[START DATA FOR THE TASK]

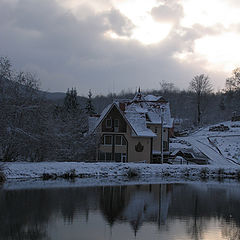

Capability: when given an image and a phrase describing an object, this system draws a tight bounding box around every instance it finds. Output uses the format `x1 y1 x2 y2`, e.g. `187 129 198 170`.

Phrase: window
114 119 119 127
115 135 126 146
115 153 127 162
106 152 112 161
99 152 112 162
163 141 168 151
103 135 112 145
114 119 119 132
106 118 112 128
115 153 122 162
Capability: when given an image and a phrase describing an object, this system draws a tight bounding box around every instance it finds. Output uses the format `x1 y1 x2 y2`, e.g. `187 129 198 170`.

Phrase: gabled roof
89 102 156 137
89 90 173 137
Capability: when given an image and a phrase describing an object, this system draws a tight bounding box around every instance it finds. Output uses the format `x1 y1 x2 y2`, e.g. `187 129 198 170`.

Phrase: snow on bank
179 121 240 166
4 162 240 180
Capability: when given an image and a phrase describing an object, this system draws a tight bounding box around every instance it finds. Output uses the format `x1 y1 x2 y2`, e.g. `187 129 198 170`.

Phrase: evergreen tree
85 89 96 114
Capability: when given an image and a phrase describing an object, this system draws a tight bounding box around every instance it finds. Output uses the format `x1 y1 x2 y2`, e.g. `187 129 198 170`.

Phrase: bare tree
189 74 212 125
225 67 240 91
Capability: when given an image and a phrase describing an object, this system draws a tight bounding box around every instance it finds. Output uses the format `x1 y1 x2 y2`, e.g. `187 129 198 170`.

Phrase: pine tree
85 89 95 115
64 88 79 111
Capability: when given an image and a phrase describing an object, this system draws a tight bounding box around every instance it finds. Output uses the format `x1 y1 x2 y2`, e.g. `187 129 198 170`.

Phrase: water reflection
0 184 240 240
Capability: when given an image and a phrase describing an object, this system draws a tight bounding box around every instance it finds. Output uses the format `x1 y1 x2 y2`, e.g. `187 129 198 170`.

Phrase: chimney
119 103 125 112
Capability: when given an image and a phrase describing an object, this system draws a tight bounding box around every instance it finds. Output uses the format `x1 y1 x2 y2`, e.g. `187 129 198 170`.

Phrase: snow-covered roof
88 104 112 133
144 95 162 102
125 111 156 137
89 92 173 137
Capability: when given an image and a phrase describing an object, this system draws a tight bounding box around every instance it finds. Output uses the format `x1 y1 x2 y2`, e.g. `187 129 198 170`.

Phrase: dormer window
114 119 119 132
106 118 112 128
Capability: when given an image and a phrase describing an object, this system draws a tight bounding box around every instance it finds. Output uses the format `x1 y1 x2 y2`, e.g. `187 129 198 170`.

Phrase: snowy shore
4 162 240 180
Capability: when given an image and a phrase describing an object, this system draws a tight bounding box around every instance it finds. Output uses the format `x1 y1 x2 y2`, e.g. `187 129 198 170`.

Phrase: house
89 90 173 163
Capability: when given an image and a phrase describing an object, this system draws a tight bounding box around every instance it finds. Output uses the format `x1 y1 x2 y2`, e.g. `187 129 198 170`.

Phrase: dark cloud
0 0 227 94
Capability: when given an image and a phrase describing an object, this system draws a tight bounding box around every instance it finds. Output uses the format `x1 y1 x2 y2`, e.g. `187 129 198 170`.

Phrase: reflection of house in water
100 186 126 226
97 185 172 235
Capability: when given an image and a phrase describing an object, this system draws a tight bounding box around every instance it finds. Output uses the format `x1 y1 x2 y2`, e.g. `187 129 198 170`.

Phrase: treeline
0 57 95 161
0 57 240 161
93 73 240 129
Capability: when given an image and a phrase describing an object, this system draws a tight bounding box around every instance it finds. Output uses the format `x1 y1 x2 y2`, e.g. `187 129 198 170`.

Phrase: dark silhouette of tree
225 67 240 91
189 74 212 125
64 88 79 111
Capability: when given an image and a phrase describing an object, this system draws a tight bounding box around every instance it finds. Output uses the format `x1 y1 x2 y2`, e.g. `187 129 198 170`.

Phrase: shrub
200 168 209 179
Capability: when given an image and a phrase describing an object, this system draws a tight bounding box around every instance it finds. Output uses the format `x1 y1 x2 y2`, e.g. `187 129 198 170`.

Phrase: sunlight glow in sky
112 0 240 72
58 0 240 72
0 0 240 92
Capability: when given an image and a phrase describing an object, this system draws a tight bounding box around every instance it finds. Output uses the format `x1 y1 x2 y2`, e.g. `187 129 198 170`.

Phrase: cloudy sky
0 0 240 95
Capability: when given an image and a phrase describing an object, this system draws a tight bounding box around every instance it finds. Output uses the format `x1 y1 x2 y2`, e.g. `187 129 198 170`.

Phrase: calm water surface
0 183 240 240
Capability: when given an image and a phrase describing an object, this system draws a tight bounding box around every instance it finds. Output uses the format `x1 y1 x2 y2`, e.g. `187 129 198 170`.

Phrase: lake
0 183 240 240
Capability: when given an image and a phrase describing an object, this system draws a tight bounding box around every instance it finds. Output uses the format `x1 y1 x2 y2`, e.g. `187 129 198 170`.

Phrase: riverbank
3 162 240 180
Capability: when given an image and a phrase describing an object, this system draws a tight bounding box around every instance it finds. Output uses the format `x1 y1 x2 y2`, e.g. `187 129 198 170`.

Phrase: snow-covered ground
176 121 240 166
1 162 240 180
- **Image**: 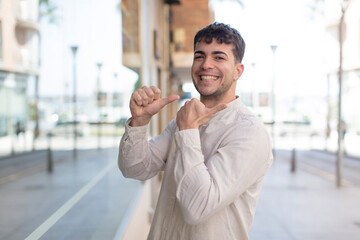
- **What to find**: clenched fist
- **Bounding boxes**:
[130,86,180,127]
[176,98,227,131]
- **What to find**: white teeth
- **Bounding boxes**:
[201,76,217,80]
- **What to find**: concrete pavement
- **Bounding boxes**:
[250,151,360,240]
[0,148,143,240]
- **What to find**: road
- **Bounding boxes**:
[0,148,142,240]
[277,150,360,187]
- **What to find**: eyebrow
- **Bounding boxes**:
[194,50,228,56]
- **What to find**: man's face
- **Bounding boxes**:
[191,40,243,101]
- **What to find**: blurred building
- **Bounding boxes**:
[0,0,39,136]
[325,0,360,134]
[121,0,213,236]
[121,0,213,135]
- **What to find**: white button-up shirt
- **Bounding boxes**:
[118,98,273,240]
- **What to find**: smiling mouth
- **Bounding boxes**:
[200,75,219,80]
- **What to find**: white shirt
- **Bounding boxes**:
[118,98,273,240]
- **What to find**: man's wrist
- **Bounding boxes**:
[129,117,151,127]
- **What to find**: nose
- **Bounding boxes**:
[201,57,214,70]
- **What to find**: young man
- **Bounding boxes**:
[118,23,272,240]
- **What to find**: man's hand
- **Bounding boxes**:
[130,86,180,127]
[176,98,227,131]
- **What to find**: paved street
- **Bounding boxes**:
[250,151,360,240]
[0,148,143,240]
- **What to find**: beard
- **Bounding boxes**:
[193,78,233,101]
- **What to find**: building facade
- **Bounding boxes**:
[121,0,213,236]
[325,0,360,134]
[0,0,39,136]
[121,0,213,135]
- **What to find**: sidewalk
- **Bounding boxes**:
[0,148,144,240]
[250,151,360,240]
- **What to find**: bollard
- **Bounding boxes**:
[47,132,53,173]
[291,148,296,173]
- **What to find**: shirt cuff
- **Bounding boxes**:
[125,118,148,143]
[175,129,201,148]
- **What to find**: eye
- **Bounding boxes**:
[194,55,204,59]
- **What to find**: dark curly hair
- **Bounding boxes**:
[194,22,245,62]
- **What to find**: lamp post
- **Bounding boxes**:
[70,46,78,159]
[96,62,102,150]
[336,0,348,187]
[270,45,278,158]
[112,72,118,146]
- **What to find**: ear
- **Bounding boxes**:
[234,63,244,81]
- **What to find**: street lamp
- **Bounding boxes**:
[270,44,278,158]
[96,62,102,150]
[336,0,349,187]
[70,46,78,159]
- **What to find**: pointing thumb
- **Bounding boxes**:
[159,95,180,108]
[211,103,227,114]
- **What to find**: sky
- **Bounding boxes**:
[213,0,332,95]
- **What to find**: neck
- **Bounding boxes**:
[200,94,237,108]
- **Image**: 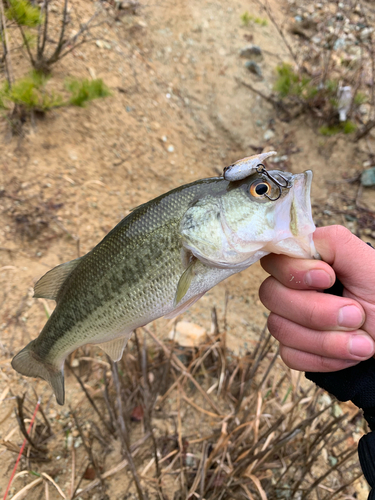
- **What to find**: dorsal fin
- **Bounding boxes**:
[34,257,82,300]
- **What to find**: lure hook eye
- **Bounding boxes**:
[256,163,292,201]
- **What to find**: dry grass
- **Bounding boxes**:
[2,318,363,500]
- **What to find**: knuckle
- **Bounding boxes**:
[267,313,289,342]
[259,276,277,311]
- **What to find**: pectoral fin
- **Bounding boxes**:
[99,333,131,361]
[34,257,82,300]
[175,260,196,306]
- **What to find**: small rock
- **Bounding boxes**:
[240,45,262,59]
[95,40,111,50]
[263,129,275,141]
[360,28,374,41]
[245,61,263,78]
[333,38,346,50]
[169,321,207,347]
[362,160,373,168]
[361,167,375,187]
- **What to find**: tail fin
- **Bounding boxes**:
[12,340,65,405]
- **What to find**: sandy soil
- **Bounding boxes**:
[0,0,373,499]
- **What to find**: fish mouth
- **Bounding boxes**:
[272,170,319,259]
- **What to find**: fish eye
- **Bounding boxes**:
[250,179,271,198]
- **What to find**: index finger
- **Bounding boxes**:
[260,254,336,290]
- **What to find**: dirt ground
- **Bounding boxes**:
[0,0,375,499]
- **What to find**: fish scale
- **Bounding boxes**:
[12,166,315,404]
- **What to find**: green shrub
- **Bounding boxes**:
[0,71,64,112]
[241,10,268,26]
[65,78,111,107]
[6,0,42,28]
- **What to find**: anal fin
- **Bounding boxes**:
[12,340,65,405]
[98,333,131,361]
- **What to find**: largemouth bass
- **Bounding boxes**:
[12,162,316,405]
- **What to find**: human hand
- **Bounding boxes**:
[259,226,375,372]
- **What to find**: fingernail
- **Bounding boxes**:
[305,269,333,288]
[349,335,374,358]
[337,306,363,328]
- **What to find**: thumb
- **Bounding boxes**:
[314,226,375,336]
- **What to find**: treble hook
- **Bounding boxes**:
[256,163,292,201]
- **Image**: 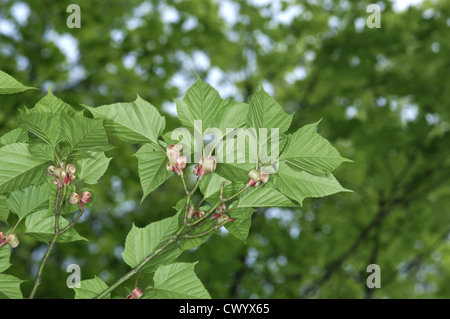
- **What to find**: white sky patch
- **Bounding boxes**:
[274,5,303,25]
[219,0,239,26]
[206,67,240,100]
[44,30,80,64]
[16,55,30,71]
[0,17,21,40]
[122,52,137,69]
[284,66,307,84]
[44,30,86,83]
[181,17,198,32]
[162,101,178,116]
[125,17,144,31]
[345,106,358,120]
[158,3,180,24]
[11,2,31,25]
[109,29,125,43]
[192,50,211,70]
[400,104,419,123]
[133,1,153,18]
[392,0,423,12]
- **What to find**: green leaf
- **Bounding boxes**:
[73,276,111,299]
[199,174,244,203]
[134,144,169,202]
[247,86,293,136]
[0,71,37,94]
[61,114,112,152]
[224,208,256,240]
[0,143,47,193]
[6,183,49,219]
[19,113,64,148]
[25,87,78,116]
[0,274,23,299]
[175,75,242,136]
[0,196,9,224]
[280,122,350,176]
[28,142,56,163]
[142,244,183,273]
[83,95,166,144]
[76,152,111,185]
[122,215,178,267]
[25,209,87,243]
[235,183,298,207]
[0,127,28,145]
[180,236,210,250]
[273,163,350,205]
[149,263,211,299]
[216,137,258,183]
[0,245,11,272]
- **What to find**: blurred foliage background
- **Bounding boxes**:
[0,0,450,298]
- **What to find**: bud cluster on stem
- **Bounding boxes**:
[0,232,20,248]
[47,162,77,188]
[248,169,269,187]
[166,143,187,175]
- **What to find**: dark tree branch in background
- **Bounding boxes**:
[383,229,450,287]
[365,226,381,299]
[301,156,450,298]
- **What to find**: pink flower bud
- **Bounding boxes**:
[217,214,230,224]
[81,192,91,204]
[174,143,183,152]
[195,210,205,219]
[192,164,200,175]
[248,169,261,183]
[176,155,187,171]
[0,232,7,247]
[259,170,270,184]
[52,177,62,186]
[66,164,77,174]
[187,206,197,219]
[166,144,180,166]
[127,287,144,299]
[216,203,227,214]
[47,165,56,177]
[55,168,66,179]
[69,192,80,204]
[199,156,216,175]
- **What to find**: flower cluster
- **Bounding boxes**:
[127,287,144,299]
[47,162,77,188]
[193,156,217,176]
[213,203,234,224]
[0,232,20,248]
[69,192,91,207]
[166,143,187,174]
[248,169,269,187]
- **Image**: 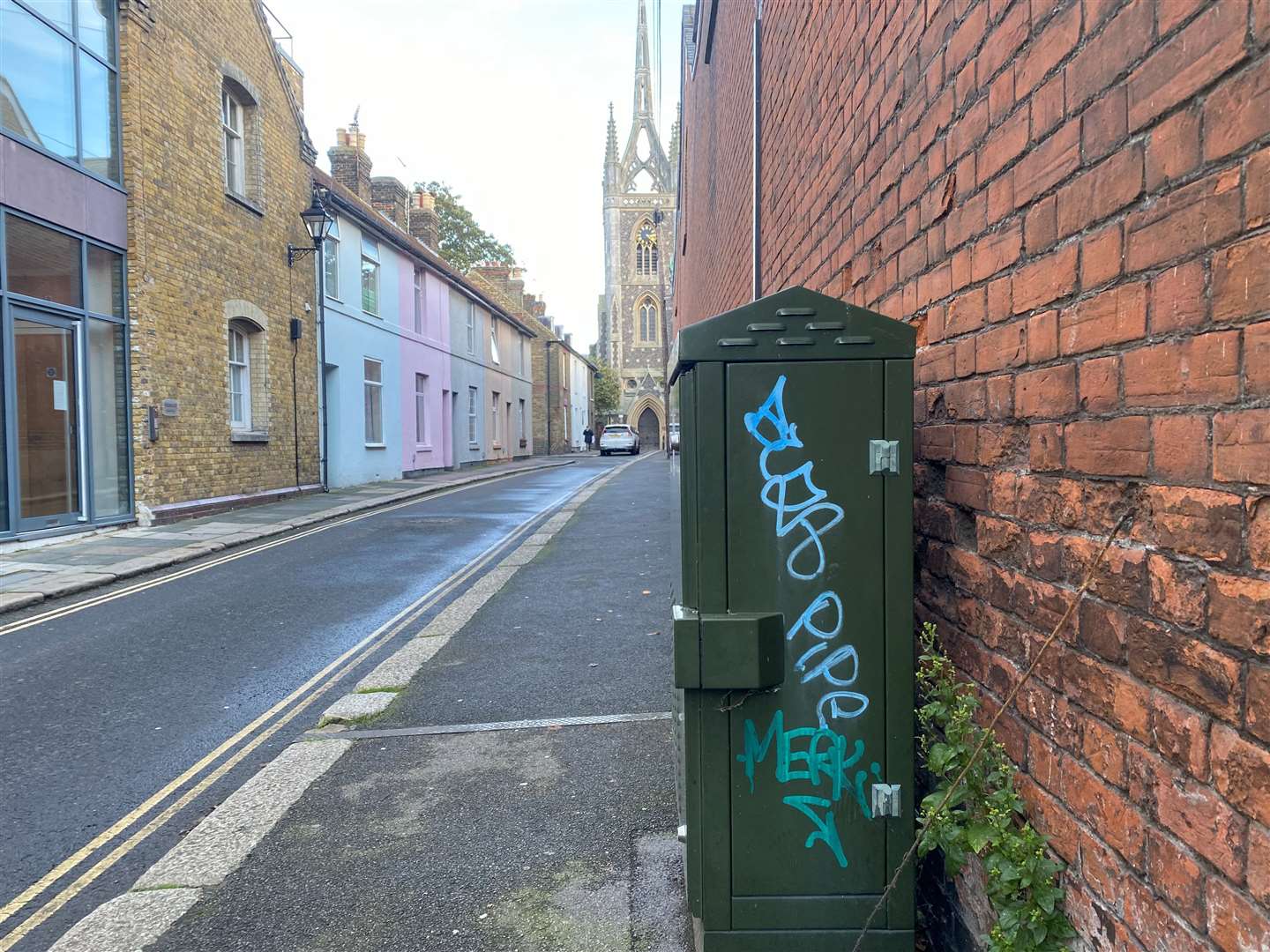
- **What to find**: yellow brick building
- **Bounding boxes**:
[119,0,318,522]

[END DATA FOR THE TASK]

[EXERCISE TASK] Please output everything from the start of the rows down to the line containing "119 103 125 112", inclusive, as a Markdown table with the columns No. and Line, numbering each line. Leave out blank lines and the pictures.

[THE ANSWER]
| No. | Line |
|---|---|
| 1 | Capability: when given an image and a phrase describing an object, this system draws a tight bounding box around every instance it finds. Output uses the format `x1 y1 x2 y2`, e.g. `187 129 198 170`. |
| 2 | Phrase: window |
| 3 | 114 119 119 127 |
| 4 | 115 135 126 146 |
| 5 | 115 153 127 162 |
| 6 | 106 152 112 161 |
| 7 | 99 152 112 162 |
| 8 | 163 141 168 151 |
| 9 | 103 135 112 145 |
| 10 | 114 119 119 132 |
| 11 | 106 118 112 128 |
| 12 | 115 153 122 162 |
| 13 | Capability: when given an image and a phrase describing an object, this system draws a tight bounding box around every instance it finds. Output uses the format `x1 y1 x2 y2`, e.g. `187 129 198 170`. |
| 14 | Phrase: gabled roof |
| 15 | 89 102 156 137 |
| 16 | 89 90 173 137 |
| 17 | Capability: when given an image and a phrase describing an object, this system draws a tight bounding box around every instance it finds. Output uses the format `x1 y1 x2 y2`, e.g. `187 129 198 170`. |
| 18 | Phrase: snow on bank |
| 19 | 179 121 240 166 |
| 20 | 4 162 240 180 |
| 21 | Capability: when given an image and a phrase describing an object, this system draws a tight bounding box around every instance it finds. Output uses the format `x1 y1 x2 y2`, e.g. `187 129 198 170`. |
| 22 | Phrase: evergreen tree |
| 23 | 85 89 96 114 |
| 24 | Capability: when given an image and a phrase describing an object, this system draws a tight bounding box around every instance it finds. Output uses the format `x1 y1 x2 y2`, e.g. `187 129 198 170`. |
| 25 | Phrase: bare tree |
| 26 | 189 74 212 125 |
| 27 | 225 67 240 91 |
| 28 | Capability: when given an image and a phrase describing an object, this system draws a tight bounding box around every instance it finds. Output uses the format `x1 y1 x2 y2`, e.g. `187 129 198 170`. |
| 29 | Phrase: pine tree |
| 30 | 85 89 95 115 |
| 31 | 64 88 79 111 |
| 32 | Capability: when given an image and a phrase describing an object, this system draws a tight bounding box around every instance it finds. Output uses the format `x1 y1 x2 y2`, e.g. `187 129 198 170`. |
| 33 | Phrase: water reflection |
| 34 | 0 184 240 240 |
| 35 | Capability: when given an image and a phrase describing an object, this system draws a tight bounding box around every instance it finds. Output uses the format `x1 y1 x2 y2`, e.g. `187 129 198 170`. |
| 36 | Phrase: chimney |
| 37 | 119 103 125 112 |